_DATA YANG DIBERIKAN_
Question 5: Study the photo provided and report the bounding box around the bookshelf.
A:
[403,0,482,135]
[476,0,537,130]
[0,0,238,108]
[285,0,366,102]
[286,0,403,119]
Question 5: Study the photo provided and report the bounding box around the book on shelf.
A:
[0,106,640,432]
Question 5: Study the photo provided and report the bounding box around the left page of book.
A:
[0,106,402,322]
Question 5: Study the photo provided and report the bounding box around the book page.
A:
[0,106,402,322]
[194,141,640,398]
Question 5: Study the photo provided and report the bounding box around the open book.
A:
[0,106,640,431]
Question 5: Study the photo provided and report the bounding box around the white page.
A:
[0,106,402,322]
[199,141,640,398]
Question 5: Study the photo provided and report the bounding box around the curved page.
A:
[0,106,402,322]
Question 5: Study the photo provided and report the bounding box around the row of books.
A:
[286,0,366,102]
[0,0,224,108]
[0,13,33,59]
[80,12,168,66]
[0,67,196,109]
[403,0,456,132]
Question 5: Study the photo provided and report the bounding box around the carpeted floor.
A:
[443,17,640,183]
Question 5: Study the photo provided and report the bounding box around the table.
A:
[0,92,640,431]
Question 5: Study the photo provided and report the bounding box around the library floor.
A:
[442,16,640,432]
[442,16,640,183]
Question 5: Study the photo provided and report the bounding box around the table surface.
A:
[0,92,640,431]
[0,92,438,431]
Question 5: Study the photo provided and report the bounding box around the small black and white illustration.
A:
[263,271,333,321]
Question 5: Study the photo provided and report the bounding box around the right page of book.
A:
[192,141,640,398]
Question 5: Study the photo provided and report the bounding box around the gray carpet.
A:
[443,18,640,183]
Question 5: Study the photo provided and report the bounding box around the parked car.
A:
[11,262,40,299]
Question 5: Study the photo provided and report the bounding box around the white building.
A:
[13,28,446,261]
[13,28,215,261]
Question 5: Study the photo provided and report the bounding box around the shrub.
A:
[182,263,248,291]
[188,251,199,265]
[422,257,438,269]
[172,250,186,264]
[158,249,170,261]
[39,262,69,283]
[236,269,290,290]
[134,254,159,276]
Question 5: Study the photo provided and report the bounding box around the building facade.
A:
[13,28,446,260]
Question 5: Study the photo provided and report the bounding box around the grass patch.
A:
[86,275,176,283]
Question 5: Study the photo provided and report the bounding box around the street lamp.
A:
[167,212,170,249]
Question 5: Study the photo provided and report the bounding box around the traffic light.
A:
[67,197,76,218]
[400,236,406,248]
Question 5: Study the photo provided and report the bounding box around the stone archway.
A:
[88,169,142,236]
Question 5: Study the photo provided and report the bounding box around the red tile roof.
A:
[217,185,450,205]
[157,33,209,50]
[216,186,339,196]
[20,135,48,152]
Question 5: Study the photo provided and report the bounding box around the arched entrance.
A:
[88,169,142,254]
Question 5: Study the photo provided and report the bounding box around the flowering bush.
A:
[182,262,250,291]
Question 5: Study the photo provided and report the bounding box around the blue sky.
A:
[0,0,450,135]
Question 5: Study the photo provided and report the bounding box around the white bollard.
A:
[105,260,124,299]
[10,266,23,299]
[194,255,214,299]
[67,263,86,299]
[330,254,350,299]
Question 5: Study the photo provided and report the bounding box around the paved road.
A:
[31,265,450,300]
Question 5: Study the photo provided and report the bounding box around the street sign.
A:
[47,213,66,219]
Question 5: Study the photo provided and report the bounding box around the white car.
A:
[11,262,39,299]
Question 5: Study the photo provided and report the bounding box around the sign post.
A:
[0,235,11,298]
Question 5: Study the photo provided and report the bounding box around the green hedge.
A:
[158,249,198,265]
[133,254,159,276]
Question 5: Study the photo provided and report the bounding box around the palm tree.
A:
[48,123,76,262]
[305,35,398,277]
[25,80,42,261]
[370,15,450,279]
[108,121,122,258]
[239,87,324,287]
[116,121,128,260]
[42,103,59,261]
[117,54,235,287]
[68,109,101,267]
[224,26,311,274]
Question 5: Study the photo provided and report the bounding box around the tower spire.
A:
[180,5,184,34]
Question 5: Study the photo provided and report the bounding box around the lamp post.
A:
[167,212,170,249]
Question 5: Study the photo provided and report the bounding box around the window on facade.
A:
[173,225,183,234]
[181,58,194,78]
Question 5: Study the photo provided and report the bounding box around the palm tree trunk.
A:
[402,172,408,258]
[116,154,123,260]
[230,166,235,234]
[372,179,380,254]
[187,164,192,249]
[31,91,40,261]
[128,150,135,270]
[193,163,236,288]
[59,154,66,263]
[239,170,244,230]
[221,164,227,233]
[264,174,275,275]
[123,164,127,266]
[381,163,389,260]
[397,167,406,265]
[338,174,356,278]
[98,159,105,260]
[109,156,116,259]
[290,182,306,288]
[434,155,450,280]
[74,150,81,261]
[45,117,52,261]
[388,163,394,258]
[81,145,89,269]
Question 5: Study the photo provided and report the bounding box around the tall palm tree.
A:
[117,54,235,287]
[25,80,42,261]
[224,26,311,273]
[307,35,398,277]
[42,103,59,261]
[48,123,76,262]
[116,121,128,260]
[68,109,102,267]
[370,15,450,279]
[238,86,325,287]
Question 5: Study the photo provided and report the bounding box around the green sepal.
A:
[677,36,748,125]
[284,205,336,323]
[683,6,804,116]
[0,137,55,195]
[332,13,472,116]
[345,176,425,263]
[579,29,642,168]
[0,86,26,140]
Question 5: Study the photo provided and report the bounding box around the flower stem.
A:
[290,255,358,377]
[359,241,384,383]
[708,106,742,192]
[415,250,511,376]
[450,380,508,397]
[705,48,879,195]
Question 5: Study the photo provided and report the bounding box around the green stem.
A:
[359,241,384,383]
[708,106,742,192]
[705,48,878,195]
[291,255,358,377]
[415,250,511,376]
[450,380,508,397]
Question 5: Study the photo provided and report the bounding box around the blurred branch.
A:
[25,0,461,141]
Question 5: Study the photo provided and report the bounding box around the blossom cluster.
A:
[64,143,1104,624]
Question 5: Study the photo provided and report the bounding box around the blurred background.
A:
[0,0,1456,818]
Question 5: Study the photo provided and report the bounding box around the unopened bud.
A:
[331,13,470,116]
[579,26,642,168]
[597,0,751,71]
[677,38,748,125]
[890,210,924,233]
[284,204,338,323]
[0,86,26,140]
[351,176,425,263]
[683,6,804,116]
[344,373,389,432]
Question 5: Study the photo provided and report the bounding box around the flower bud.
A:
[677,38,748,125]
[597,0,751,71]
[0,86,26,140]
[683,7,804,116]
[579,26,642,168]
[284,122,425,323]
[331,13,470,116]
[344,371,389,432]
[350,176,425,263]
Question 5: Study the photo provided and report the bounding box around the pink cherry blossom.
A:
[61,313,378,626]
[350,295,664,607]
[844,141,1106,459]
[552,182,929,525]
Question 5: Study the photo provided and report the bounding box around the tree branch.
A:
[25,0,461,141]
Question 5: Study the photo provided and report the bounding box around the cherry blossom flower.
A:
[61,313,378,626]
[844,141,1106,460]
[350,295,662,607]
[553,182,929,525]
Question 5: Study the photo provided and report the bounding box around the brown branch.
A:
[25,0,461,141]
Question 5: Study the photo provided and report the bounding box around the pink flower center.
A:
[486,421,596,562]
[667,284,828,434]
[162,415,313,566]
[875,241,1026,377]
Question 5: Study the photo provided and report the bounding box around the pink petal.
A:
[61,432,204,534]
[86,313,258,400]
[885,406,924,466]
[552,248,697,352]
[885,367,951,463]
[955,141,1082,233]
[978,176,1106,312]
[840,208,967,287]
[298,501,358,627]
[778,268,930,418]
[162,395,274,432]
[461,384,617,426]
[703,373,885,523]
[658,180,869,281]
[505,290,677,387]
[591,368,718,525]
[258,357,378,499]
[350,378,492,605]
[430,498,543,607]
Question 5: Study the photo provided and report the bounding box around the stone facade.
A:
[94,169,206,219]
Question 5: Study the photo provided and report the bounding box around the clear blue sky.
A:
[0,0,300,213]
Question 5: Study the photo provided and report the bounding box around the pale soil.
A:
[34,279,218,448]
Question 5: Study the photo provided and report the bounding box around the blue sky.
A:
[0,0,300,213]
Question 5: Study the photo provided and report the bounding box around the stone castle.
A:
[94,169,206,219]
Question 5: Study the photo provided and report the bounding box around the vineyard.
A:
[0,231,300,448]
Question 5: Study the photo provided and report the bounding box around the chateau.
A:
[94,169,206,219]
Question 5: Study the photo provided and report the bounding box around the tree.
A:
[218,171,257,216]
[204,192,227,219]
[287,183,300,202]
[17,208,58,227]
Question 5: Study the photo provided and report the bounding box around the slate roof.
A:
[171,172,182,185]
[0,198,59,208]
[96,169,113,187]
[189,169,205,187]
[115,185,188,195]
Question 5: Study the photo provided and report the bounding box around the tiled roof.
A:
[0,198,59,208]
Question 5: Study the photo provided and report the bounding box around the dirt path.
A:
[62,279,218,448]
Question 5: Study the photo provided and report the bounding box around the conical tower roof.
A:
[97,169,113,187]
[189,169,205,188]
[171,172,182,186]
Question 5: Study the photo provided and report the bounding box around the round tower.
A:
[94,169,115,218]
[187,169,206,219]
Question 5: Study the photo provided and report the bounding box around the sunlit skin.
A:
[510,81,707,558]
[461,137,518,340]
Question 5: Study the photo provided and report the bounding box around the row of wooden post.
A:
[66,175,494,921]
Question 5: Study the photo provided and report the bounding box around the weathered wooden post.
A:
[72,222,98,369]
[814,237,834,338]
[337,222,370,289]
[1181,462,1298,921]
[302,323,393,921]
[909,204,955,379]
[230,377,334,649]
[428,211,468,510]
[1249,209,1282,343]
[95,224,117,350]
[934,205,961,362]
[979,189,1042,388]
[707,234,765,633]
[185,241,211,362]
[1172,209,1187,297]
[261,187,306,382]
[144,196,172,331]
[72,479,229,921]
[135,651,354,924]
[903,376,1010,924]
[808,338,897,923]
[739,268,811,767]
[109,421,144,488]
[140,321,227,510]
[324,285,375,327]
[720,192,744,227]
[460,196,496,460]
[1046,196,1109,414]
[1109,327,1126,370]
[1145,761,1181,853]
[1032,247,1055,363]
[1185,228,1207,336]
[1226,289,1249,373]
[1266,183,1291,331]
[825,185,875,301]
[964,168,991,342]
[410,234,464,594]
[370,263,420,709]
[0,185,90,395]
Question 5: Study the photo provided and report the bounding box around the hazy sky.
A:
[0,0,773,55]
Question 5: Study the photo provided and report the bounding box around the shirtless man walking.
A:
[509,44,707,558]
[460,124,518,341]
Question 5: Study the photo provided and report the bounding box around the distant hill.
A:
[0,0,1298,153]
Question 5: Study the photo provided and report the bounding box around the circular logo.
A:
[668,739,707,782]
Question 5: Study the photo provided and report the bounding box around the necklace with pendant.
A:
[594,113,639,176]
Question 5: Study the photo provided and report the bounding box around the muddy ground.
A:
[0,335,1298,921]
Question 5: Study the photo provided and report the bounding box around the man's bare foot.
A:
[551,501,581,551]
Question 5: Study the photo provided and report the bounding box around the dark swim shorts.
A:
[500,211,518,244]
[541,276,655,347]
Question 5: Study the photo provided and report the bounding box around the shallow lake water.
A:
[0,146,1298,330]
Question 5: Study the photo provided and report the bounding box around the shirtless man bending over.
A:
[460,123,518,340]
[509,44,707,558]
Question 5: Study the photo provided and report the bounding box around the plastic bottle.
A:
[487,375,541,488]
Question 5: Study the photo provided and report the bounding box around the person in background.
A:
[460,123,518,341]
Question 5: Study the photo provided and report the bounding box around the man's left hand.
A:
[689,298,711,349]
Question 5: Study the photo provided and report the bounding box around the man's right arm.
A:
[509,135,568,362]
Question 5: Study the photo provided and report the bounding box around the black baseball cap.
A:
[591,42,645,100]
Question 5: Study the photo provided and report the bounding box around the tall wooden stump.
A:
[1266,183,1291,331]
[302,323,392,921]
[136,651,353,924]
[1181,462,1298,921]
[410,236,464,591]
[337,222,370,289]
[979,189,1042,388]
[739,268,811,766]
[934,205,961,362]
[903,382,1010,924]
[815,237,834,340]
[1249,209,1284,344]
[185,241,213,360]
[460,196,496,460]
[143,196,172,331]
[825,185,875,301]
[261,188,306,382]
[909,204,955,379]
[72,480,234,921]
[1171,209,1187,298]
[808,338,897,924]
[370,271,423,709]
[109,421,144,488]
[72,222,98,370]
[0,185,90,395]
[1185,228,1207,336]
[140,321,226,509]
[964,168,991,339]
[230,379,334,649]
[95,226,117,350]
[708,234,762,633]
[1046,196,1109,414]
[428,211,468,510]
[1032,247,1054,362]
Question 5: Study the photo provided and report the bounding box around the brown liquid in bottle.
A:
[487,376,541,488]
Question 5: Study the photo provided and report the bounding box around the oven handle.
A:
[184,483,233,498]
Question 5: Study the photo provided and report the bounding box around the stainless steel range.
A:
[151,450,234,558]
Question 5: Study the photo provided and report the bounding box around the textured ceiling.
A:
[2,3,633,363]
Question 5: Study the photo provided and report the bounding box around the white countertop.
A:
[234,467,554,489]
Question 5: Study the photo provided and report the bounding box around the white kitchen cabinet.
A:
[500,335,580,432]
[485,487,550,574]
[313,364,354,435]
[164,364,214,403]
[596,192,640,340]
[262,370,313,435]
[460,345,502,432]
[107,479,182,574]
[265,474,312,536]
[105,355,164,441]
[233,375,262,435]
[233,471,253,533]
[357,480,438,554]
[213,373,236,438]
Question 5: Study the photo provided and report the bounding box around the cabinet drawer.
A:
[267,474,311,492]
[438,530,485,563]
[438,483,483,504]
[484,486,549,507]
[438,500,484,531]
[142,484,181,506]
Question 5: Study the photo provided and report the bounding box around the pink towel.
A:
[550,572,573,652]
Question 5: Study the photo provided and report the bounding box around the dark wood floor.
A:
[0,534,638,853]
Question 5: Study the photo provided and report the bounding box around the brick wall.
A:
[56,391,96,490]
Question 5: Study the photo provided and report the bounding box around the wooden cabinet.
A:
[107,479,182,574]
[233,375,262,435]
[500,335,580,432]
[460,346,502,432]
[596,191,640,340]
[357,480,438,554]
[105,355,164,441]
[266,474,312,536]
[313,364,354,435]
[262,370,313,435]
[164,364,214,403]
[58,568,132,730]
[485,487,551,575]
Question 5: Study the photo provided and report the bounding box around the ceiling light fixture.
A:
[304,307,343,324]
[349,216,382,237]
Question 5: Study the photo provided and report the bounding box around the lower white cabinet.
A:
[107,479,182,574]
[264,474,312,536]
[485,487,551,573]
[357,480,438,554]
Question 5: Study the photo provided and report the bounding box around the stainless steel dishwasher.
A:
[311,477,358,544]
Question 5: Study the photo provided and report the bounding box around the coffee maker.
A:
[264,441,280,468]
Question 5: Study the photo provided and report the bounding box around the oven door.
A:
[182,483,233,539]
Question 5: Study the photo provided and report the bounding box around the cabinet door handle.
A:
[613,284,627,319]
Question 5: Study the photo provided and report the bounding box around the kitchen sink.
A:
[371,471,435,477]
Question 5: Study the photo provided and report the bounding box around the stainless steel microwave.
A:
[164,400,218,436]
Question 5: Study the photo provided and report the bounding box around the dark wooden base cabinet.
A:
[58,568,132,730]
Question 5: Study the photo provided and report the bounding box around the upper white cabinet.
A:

_RINCIAN LATIHAN_
Tulis ulang baris-baris di antara baris yang memuat "the tiled roof." dan baris yang memuat "[461,137,518,340]", termasuk kedua baris itu, dengan mengganti "dirt path" menjadi "gravel path" tanpa mengubah apa pun selain itu.

_JAWABAN_
Question 5: Study the photo provided and report the bounding box around the tiled roof.
A:
[0,198,59,208]
Question 5: Study the photo provided and report the bounding box around the gravel path.
A:
[62,279,218,448]
Question 5: Study the photo provided and report the bounding box around the conical tower roof.
A:
[97,169,113,187]
[189,169,205,188]
[171,172,182,186]
Question 5: Study the photo provided and report the bounding box around the round tower.
A:
[94,169,115,218]
[187,169,206,219]
Question 5: Study the photo provided and report the bounding box around the sunlit skin.
A:
[510,81,707,558]
[461,137,518,340]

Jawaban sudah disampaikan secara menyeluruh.